_Task description_
Swap "green stem" for "plant stem" throughout the data below and reproduce the lines with nothing else changed. Leave the pictures out of your output.

**** Data to process ****

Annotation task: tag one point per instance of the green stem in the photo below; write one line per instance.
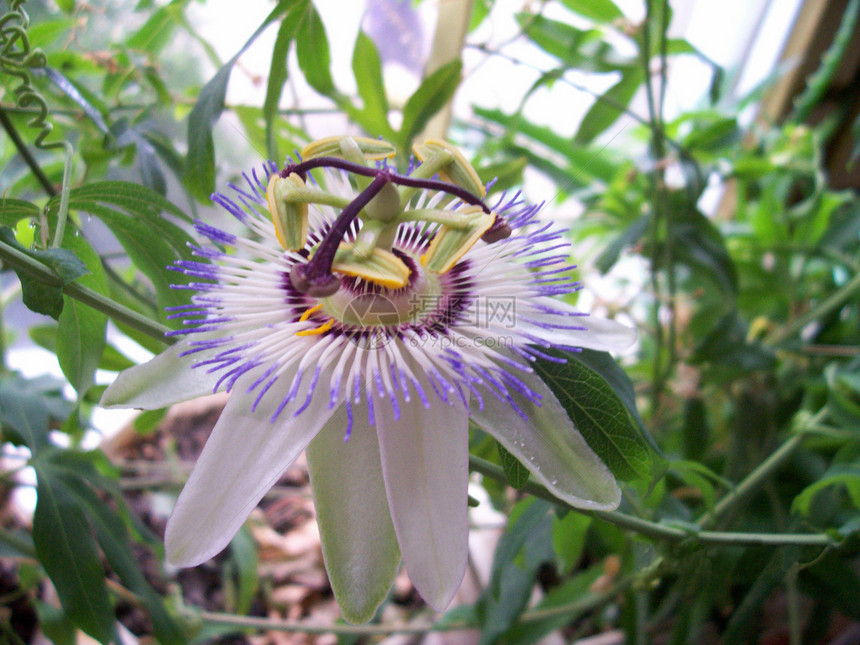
(756, 478)
(25, 153)
(63, 211)
(660, 531)
(20, 261)
(830, 303)
(571, 610)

****

_The result_
Annotation task: tag one point per instance of the plant stem in the photo below; write one line per instance.
(756, 478)
(25, 153)
(63, 211)
(660, 531)
(20, 261)
(830, 303)
(571, 610)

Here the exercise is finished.